Do this
Write out all of the material below, reproducing every line word for word and in the same order.

(Data records)
★ ★ ★ ★
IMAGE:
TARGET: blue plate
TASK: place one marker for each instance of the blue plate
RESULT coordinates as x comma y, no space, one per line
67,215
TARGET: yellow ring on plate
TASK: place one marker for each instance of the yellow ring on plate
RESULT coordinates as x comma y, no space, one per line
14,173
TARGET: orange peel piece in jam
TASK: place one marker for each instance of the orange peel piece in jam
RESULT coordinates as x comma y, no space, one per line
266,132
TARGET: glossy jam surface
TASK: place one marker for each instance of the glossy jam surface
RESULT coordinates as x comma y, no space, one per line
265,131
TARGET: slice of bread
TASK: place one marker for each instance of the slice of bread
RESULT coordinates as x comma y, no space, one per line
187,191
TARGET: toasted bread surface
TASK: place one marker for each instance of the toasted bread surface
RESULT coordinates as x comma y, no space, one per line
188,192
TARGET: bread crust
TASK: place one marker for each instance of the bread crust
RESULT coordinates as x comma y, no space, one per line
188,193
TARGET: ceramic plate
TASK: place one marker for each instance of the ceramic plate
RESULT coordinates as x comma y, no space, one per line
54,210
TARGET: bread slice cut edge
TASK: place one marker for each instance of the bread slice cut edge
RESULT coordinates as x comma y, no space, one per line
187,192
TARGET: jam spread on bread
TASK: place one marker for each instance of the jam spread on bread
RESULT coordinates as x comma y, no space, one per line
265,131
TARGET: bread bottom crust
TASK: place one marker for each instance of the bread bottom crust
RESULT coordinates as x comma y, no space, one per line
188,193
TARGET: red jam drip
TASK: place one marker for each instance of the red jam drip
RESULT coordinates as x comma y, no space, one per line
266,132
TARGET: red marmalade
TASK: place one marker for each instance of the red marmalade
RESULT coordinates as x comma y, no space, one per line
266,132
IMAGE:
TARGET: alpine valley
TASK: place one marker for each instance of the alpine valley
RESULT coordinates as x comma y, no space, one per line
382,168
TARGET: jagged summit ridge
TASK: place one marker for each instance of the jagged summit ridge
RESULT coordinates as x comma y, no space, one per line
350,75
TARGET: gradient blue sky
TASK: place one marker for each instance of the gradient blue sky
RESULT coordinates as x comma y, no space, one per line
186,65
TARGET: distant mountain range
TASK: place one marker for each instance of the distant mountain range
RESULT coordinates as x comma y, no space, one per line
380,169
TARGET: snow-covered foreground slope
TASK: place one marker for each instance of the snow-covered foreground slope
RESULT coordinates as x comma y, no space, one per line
★ ★ ★ ★
Solution for this task
IMAGE:
TARGET: blue plate
TASK: place one marker for each instance of the blue plate
RESULT coordinates as x comma y, no space, one per line
67,215
TARGET: yellow ring on plate
TASK: place one marker for each instance of the yellow ring on plate
RESULT coordinates as x comma y, no space, one per line
14,173
TARGET: orange peel piece in jam
TASK: place one marker for each instance of the orange peel piece in jam
RESULT coordinates as x comma y, no space, one per line
266,132
TARGET: glossy jam surface
TASK: place one marker for each instance of the glossy jam surface
RESULT coordinates as x comma y, no space, one per line
265,131
TARGET: slice of bread
TASK: place one marker for each instance of the slice of bread
RESULT coordinates as x comma y, no space, one per line
187,191
TARGET: toasted bread surface
TASK: place one marker for each instance of the toasted bread surface
RESULT coordinates as x comma y, no space, one per line
188,192
TARGET: bread crust
TASK: place one marker for each instance of the bread crust
RESULT coordinates as x comma y, no space, one per line
188,193
TARGET: ceramic plate
TASK: place one marker for each instance of the ceramic plate
RESULT coordinates as x comma y, no space, one per line
54,210
TARGET: bread slice cut edge
TASK: place one marker for each instance of the bread slice cut edge
RESULT coordinates as x comma y, no space, one per line
187,192
TARGET: jam spread on bread
TASK: place one marker for each instance of the jam spread on bread
RESULT coordinates as x comma y, no space, one per line
265,131
TARGET: bread bottom crust
TASK: place one marker for each instance of the bread bottom crust
RESULT coordinates as x comma y, no space, one per line
188,193
TARGET: red jam drip
TASK: place one marker for each instance of the red jam drip
RESULT coordinates as x comma y, no space, one per line
266,132
TARGET: red marmalade
TASK: place one marker for each instance of the red marmalade
RESULT coordinates as x comma y, no space, one per line
266,132
IMAGE:
TARGET: alpine valley
TASK: place one marker for each instance of the alpine valley
RESULT coordinates as x comma y, no space, one per line
382,168
TARGET: jagged summit ridge
TASK: place one marker for each instance of the jagged summit ridge
RESULT coordinates as x comma y, no space, one per line
350,75
TARGET: gradient blue sky
TASK: place one marker for each instance of the gradient blue sky
RESULT coordinates as x comma y, no space, one per line
186,65
TARGET: distant mountain range
TASK: place one marker for each instance of the distant mountain range
RESULT coordinates as x comma y, no space, one per line
380,169
TARGET: snow-covered foreground slope
TASK: place one marker for each instance of the snow-covered foreground slope
RESULT coordinates as x comma y, no space, one per line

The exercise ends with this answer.